(Material for this exercise)

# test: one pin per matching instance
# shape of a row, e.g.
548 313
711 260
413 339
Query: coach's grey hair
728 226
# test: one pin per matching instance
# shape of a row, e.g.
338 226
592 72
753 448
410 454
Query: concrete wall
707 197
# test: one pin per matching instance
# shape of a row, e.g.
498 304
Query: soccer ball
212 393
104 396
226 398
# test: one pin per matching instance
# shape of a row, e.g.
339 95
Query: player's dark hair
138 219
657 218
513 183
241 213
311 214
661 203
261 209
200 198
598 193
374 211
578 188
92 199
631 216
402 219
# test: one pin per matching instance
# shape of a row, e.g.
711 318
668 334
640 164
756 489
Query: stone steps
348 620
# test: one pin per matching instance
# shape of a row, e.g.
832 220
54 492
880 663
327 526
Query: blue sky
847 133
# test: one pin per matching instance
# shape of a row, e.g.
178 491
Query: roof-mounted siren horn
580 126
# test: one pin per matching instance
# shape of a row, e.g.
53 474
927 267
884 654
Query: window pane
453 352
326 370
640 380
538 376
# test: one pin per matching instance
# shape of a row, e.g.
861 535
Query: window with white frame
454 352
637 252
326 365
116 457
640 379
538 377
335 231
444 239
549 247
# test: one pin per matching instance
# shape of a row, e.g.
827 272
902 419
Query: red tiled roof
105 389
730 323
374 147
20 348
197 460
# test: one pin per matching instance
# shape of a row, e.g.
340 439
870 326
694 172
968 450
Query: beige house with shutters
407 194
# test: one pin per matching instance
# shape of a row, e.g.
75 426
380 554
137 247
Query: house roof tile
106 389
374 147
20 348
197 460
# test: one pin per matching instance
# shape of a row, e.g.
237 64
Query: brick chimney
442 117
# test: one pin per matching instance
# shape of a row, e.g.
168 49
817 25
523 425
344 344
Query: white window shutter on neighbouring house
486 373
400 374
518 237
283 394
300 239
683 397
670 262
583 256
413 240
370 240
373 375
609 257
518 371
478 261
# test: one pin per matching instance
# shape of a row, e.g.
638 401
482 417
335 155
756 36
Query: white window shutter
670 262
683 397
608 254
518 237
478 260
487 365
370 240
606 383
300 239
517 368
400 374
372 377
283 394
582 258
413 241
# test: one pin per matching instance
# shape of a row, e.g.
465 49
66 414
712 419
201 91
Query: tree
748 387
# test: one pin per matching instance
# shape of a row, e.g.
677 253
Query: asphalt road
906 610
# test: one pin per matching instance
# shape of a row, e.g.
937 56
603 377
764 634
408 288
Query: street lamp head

(End Material for this exercise)

Work to complete: Copy out each line above, character for character.

Written solution:
# test: one pin per matching instance
# shape of a row, e.g.
548 313
711 260
413 339
Query: coach's grey hair
728 226
# test: one pin per matching instance
# shape of a row, e.g.
338 226
592 72
753 448
410 454
Query: concrete wall
707 197
# test: one pin per matching instance
# shape of a row, e.g.
498 304
Query: soccer ball
212 393
104 396
226 398
# test: one pin per matching instance
# shape of a row, e.g.
339 95
Query: player's dark hair
138 219
657 218
513 183
241 213
311 214
661 203
261 209
200 198
598 193
374 211
578 188
92 199
631 216
402 219
# test: one pin per matching instance
# shape of a row, e.g.
711 318
668 334
640 164
756 489
Query: stone steps
348 620
# test: one pin per matching instance
# shape of a row, e.g.
832 220
54 492
880 663
327 526
Query: blue sky
847 133
# test: one pin per matching instance
# shape of a row, e.g.
178 491
Query: roof-mounted siren horn
580 126
# test: one pin per matching instance
# shape of a row, e.g.
53 474
927 267
884 654
Query: window pane
453 352
326 370
640 380
538 376
# test: one pin per matching instance
# shape of a row, e.g.
861 535
Query: window with white frame
454 352
637 252
326 365
116 457
640 379
538 377
335 231
444 239
549 247
# test: one pin per matching instance
# shape of a row, e.g.
827 272
902 419
Query: red tiled roof
105 389
730 323
374 147
20 348
197 460
# test: one pin per matching instance
# shape of a row, e.g.
340 439
870 326
694 172
968 450
Query: beige house with shutters
407 194
# test: one pin per matching instance
# shape of a row, e.g.
75 426
380 554
137 247
Query: house roof tile
106 389
374 147
20 348
197 460
# test: one pin per matching instance
# shape of a row, e.g.
237 64
Query: brick chimney
442 117
# test: one pin per matching instance
# shape of a row, e.g.
168 49
817 25
523 425
344 344
Query: white window shutter on neighbouring house
486 373
400 374
518 237
283 394
300 239
683 397
670 262
583 256
413 240
370 240
373 375
609 257
518 371
478 261
# test: one pin per matching instance
# shape of a row, e.g.
638 401
482 417
335 155
756 36
Query: white window shutter
670 262
683 397
608 254
518 237
478 260
487 365
370 240
606 383
300 239
517 368
400 374
372 377
283 394
582 258
413 241
# test: one pin per matching instance
# shape of a row, e.g.
465 49
66 414
712 419
201 91
Query: tree
748 387
# test: one pin per matching instance
# shape of a row, e.g.
677 253
Query: asphalt road
906 610
# test: one pin per matching instance
# shape of a row, e.g.
937 56
603 377
764 634
408 288
Query: street lamp head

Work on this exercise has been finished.